Entries from a set of point annotations
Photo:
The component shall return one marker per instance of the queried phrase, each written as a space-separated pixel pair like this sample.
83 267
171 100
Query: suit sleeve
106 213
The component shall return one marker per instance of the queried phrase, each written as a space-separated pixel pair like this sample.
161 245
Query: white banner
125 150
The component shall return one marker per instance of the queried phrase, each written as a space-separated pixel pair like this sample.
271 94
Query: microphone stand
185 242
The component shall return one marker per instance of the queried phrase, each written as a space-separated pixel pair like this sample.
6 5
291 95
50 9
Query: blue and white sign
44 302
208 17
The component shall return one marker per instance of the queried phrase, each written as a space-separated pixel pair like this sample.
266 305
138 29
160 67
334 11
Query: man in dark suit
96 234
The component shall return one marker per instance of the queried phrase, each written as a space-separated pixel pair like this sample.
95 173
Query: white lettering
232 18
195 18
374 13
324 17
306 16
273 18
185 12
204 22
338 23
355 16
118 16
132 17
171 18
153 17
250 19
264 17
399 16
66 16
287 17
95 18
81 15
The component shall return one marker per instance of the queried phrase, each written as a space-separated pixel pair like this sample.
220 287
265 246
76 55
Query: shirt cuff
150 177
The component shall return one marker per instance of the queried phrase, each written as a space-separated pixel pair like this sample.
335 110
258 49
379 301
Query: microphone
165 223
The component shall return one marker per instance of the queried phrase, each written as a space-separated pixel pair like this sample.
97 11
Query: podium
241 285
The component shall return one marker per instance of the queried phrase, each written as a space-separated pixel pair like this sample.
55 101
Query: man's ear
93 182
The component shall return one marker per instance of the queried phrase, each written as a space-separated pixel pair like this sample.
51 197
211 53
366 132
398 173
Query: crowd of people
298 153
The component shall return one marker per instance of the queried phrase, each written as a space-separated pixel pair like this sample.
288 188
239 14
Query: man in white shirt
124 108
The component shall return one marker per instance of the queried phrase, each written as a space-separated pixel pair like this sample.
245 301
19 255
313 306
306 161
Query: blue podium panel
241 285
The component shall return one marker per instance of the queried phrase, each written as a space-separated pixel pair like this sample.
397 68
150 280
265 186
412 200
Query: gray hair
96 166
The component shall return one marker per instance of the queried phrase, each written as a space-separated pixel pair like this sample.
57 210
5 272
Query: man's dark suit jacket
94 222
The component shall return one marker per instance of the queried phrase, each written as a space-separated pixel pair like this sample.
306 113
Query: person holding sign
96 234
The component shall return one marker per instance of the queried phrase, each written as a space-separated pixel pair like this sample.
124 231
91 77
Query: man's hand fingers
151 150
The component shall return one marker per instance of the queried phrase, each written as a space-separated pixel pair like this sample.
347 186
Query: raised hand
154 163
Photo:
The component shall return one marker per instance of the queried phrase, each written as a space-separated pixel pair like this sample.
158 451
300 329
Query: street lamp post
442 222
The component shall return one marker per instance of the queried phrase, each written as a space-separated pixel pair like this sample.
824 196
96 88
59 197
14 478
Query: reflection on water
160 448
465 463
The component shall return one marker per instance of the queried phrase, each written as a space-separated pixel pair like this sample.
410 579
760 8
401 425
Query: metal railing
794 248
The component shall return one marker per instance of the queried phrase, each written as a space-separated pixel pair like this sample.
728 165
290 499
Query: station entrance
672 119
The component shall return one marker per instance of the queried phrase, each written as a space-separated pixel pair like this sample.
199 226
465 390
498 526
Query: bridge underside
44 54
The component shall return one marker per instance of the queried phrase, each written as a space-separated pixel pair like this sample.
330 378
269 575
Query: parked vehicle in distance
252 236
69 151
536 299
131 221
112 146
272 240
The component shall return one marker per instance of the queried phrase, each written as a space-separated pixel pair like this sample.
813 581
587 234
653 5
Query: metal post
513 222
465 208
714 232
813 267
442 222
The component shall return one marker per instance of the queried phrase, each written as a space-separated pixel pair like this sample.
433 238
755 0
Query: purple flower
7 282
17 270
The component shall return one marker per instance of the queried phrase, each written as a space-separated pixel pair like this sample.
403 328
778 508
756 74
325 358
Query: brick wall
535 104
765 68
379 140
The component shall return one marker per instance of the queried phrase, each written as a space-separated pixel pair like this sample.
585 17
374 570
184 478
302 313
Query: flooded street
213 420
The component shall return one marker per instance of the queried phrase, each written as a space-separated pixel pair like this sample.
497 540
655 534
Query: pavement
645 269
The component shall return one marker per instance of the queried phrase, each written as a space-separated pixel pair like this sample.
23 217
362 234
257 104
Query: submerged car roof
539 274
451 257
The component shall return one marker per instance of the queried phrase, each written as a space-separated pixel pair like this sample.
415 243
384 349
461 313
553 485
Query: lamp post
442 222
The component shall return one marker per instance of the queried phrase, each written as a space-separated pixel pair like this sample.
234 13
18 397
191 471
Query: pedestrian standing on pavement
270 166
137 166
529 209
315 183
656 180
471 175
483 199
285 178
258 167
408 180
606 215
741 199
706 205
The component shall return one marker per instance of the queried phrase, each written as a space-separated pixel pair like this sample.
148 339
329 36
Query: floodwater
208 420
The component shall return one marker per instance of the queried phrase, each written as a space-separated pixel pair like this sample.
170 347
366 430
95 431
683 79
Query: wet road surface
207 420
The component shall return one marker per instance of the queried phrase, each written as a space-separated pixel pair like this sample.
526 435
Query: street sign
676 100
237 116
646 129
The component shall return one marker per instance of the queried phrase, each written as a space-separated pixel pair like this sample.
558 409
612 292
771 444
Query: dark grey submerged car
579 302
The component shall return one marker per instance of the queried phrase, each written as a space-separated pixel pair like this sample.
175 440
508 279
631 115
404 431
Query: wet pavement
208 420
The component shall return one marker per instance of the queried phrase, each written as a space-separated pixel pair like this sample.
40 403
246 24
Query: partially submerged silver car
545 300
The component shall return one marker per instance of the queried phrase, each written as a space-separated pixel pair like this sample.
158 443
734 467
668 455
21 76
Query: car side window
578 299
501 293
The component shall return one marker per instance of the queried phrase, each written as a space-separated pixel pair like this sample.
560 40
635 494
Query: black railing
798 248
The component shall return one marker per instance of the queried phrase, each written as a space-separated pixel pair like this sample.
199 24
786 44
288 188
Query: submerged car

§ **EXERCISE**: Copy out every line of the records above that contains the string "microphone". Case counts, so a match must have the same capital and small letters.

§ **FINISHED EXERCISE**:
Query: microphone stand
Query: microphone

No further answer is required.